### [EXERCICE COURT A]
Repérez chaque ligne des enregistrements qui contient la chaîne « truck », en respectant la casse, et recopiez-la.
######
Je partage cette réflexion avec mon mari, quand celui-là même m’a poussée à aller lui parler, et lui offrir mon dernier roman. En prévision de cette soirée, mon homme l’avait pris avec lui sans me le dire (belle preuve de son soutien, MÊME S’IL NE ME LIT JAMAIS !). Oui mais voilà, avant de trouver le « courage » d’aller le lui remettre, j’avais des doutes sur mon geste :
– Honey, est-ce que tu penses que l’on peut séparer l’auteur de l’homme qui a des idées politiques radicalement opposées aux miennes ?
Ce à quoi Micka D. m’avait répondu :
– Dis-toi que le gars, il est de la maison, et qu’il est juste égaré. En attendant, essaye de faire preuve de tolérance et d’accepter qu’on puisse être un juif, le revendiquer, et ne pas soutenir son pays. Et puis, si ça se trouve il a changé d’avis depuis sa vidéo qui date, il a peut-être évolué. Donnons-lui le bénéfice du doute.
######
### [EXERCICE COURT B]
Reprenez le passage sur le roman qu'on hésite à offrir à un auteur et poursuivez-le à partir de sa dernière phrase.

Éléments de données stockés
######
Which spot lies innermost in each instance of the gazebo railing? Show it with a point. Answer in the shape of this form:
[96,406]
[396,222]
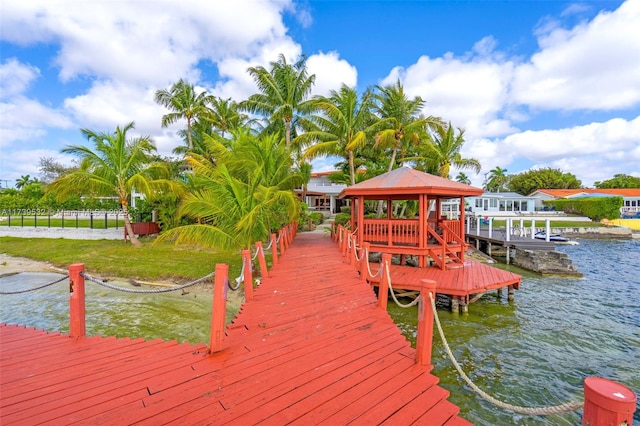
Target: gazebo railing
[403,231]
######
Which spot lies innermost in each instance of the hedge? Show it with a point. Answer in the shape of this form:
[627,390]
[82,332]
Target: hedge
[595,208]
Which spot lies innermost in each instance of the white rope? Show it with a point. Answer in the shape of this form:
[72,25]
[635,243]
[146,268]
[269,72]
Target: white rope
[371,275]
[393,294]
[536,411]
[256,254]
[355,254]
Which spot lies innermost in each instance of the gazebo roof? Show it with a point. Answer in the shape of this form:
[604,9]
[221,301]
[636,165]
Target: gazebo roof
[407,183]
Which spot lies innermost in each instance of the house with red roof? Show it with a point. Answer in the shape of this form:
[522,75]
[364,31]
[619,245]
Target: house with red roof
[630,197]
######
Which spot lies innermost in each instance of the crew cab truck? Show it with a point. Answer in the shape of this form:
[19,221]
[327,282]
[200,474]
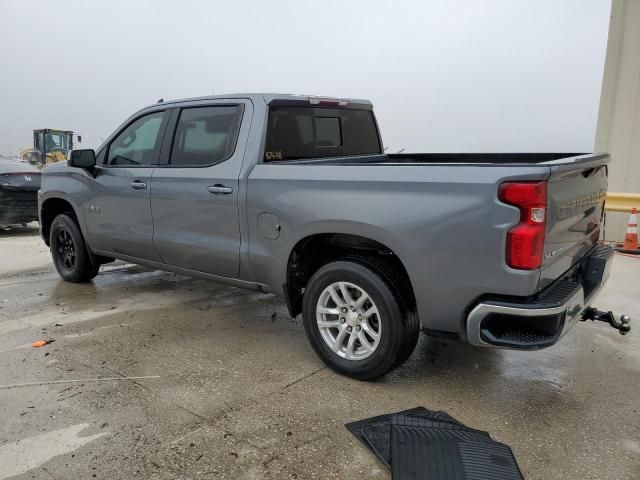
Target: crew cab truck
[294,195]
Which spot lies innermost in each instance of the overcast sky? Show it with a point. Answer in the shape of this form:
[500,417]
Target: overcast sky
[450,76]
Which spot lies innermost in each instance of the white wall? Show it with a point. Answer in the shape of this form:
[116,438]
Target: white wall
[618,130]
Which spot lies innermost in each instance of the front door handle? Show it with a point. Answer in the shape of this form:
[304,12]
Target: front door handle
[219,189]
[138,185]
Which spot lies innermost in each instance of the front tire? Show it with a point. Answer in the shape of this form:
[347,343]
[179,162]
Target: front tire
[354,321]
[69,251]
######
### [RÉSULTAT DE L'EXERCICE A]
Which spot lies innermost in each instance of the crew cab truck? Show it with a point. Answer in the shape of this form:
Target: crew cab truck

### [RÉSULTAT DE L'EXERCICE B]
Et c’est avec ce bénéfice que j’étais allée voir Marc Levy (il était tout seul, les participants s’étaient tous rués vers le cocktail d’à côté. Gratuit. Les crevards !) en lui disant que j’avais aimé ce qu’il avait dit, et lui offrant mon livre juste pour partager cette passion commune.
Passion commune, passion commune, t’as noté ton number au moins ? Ouiiiii ! Sa femme à côté était ravie.
En tout cas votre avis sur la question m’intéresse beaucoup : Peut-on séparer l’homme et ses croyances e l’artiste ?
Mon email : Junesjunesdavis55@gmail.com
Je vous embrasse, à très vite.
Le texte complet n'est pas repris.